Task brief:
Copy the part of the butter and health article below, starting at "Each additional tablespoon" and ending at "health, he said.".

Passage for review:
Content starts
Despite decades on the list of "bad" fats that harm the heart, butter, on its own, is not linked to increased risk of heart disease after all, according to a recent analysis of existing research.
Eating more butter was even weakly tied to a lower risk of diabetes, the authors found.
Some people hold that butter is a "villain" while others think it is a superfood of sorts, and this review supports neither argument, said senior author Dariush Mozaffarian of the Friedman School of Nutrition Science and Policy at Tufts University in Boston.
"The findings really suggest butter is neither of those things, whether you eat a lot or none at all, there's not a big difference," he told Reuters Health.
The authors reviewed nine large studies including a total of more than 600,000 people who reported what they ate and were followed over time. Overall, 28,000 people died during the studied periods, almost 10,000 people developed cardiovascular disease and 24,000 were diagnosed with diabetes.
Consumption of butter among people in the studies ranged from none to a tablespoon (14 grams) or more daily.
Researchers found a very small increased risk of dying from any cause based on how much butter people ate. For every additional tablespoon, risk rose by 1 per cent compared to people who didn't eat butter. But that difference is so small it could be due to chance.
Risk for heart attacks, strokes and overall cardiovascular disease was similar regardless of butter intake, according to the results in PLoS ONE.
Each additional tablespoon of butter consumed was tied to a 4 per cent lower risk of developing diabetes.
"Butter's net health effect is pretty neutral," Mozaffarian said. Other daily dietary choices, like getting enough fruit and vegetables, may be more important for your health, he said.
"These results mean that we should not over-emphasise the role of butter for health, and consider its health effects against the alternative choices," said Dr. Nita Forouhi of the University of Cambridge School of Clinical Medicine in the UK who was not part of the new research.
Other studies have linked habitual butter intake to higher low-density-lipoprotein(LDL) cholesterol and potentially with weight gain over time, Forouhi told Reuters Health by email.
Content ends
Extracted records:
Content starts
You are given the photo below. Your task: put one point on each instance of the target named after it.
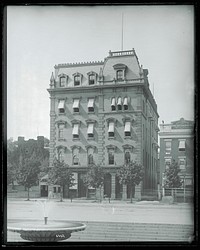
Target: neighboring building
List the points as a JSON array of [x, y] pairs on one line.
[[28, 148], [104, 113], [177, 143]]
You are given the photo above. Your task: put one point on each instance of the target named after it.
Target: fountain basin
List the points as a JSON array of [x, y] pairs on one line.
[[37, 231]]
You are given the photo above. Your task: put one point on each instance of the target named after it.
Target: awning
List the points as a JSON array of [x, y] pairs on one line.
[[113, 102], [75, 129], [119, 101], [127, 127], [125, 101], [90, 128], [111, 127], [91, 103], [76, 103], [181, 145], [61, 104]]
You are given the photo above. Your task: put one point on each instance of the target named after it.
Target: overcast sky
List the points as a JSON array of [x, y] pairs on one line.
[[38, 37]]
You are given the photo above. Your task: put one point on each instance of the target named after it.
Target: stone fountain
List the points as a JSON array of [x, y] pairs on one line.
[[46, 230]]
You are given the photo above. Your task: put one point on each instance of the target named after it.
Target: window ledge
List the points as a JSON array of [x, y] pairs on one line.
[[91, 139], [75, 139], [127, 137]]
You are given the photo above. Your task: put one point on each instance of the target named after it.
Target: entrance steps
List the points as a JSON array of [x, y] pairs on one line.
[[115, 231]]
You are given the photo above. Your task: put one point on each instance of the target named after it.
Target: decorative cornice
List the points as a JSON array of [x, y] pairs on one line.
[[69, 65]]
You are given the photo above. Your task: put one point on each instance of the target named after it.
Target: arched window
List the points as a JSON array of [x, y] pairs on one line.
[[75, 160], [90, 159], [119, 75], [77, 80], [91, 79], [127, 157], [60, 156], [62, 81], [111, 158]]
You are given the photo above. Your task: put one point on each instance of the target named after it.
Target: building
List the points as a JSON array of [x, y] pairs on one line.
[[177, 143], [104, 112]]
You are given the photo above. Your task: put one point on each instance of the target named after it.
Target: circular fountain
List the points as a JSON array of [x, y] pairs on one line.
[[45, 231], [52, 231]]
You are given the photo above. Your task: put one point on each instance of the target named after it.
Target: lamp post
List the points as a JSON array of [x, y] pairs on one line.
[[184, 187]]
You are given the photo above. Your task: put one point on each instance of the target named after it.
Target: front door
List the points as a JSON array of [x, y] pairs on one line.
[[81, 186], [44, 190]]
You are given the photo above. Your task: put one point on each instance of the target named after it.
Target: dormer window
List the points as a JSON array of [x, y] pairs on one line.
[[120, 71], [61, 106], [76, 106], [119, 103], [125, 103], [62, 81], [113, 107], [91, 105], [119, 75], [77, 81], [92, 79]]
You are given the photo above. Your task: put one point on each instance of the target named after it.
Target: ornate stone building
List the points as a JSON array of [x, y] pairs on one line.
[[104, 112]]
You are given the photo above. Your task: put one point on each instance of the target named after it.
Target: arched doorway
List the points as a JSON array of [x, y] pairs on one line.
[[118, 189], [107, 185]]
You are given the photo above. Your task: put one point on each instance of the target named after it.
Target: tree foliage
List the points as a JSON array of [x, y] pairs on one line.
[[131, 174], [27, 173], [94, 178], [171, 176], [60, 174]]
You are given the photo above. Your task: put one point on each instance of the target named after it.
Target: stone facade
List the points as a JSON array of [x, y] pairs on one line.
[[177, 143], [104, 111]]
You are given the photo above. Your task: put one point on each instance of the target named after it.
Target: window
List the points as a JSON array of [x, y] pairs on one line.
[[111, 132], [119, 75], [167, 163], [60, 156], [75, 160], [111, 158], [75, 131], [127, 129], [125, 103], [61, 106], [91, 105], [90, 159], [92, 79], [77, 80], [127, 157], [90, 130], [60, 133], [182, 163], [62, 81], [119, 103], [76, 106], [181, 145], [168, 147], [113, 108]]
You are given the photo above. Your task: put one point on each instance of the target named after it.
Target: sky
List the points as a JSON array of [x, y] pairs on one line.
[[39, 37]]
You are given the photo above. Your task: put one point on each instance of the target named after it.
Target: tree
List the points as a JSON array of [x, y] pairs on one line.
[[95, 177], [60, 174], [131, 174], [172, 178], [27, 173]]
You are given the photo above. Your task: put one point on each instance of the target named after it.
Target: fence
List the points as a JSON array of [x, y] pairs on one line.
[[179, 194]]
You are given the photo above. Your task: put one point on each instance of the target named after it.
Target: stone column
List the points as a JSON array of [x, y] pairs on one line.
[[112, 186], [138, 192], [124, 193]]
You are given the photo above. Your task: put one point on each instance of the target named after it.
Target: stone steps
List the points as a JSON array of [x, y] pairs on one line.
[[103, 231]]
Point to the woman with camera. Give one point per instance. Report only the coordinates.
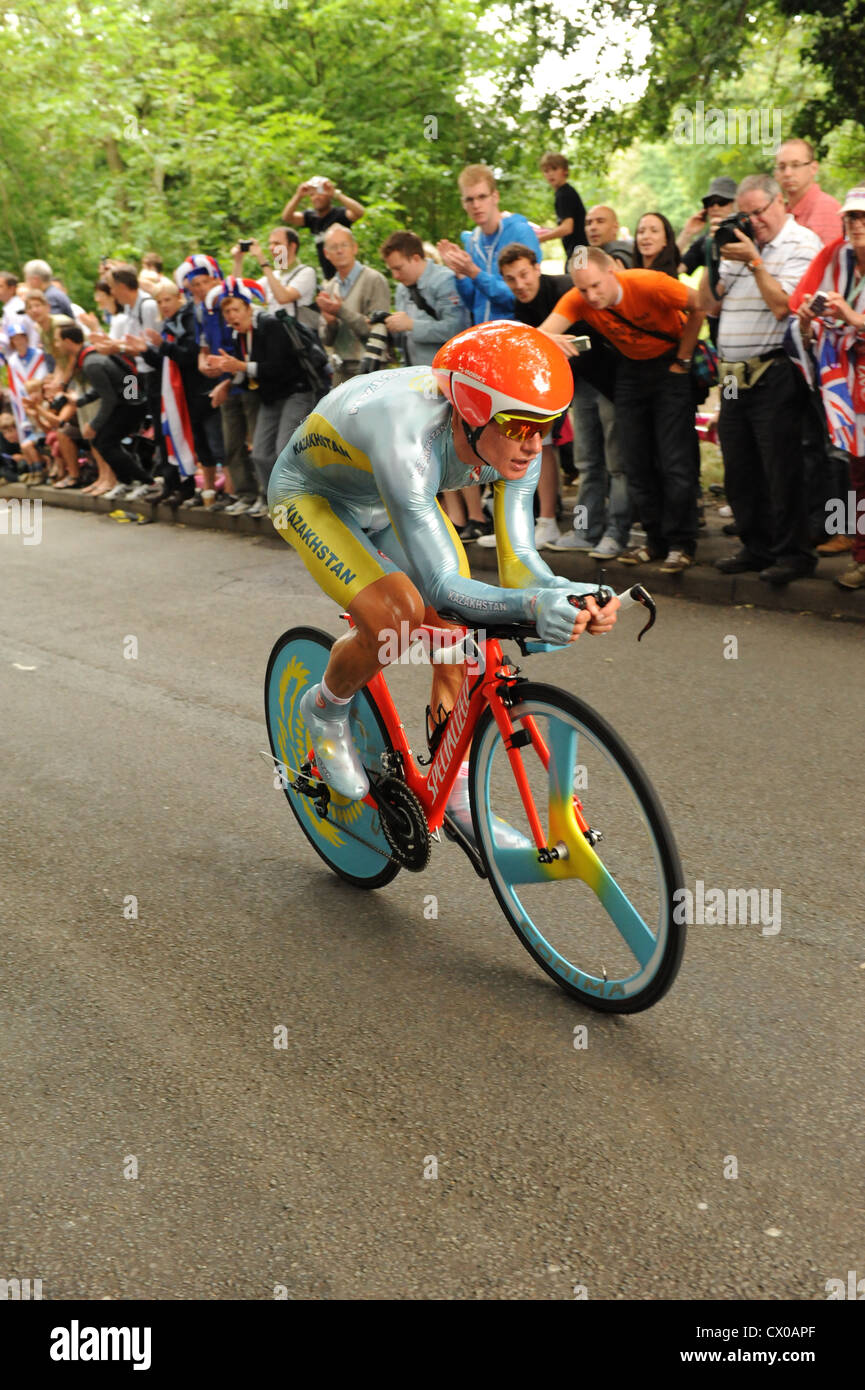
(828, 339)
(264, 362)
Content ends
Result for this task:
Each additional tablespoon of butter consumed was tied to a 4 per cent lower risk of developing diabetes.
"Butter's net health effect is pretty neutral," Mozaffarian said. Other daily dietary choices, like getting enough fruit and vegetables, may be more important for your health, he said.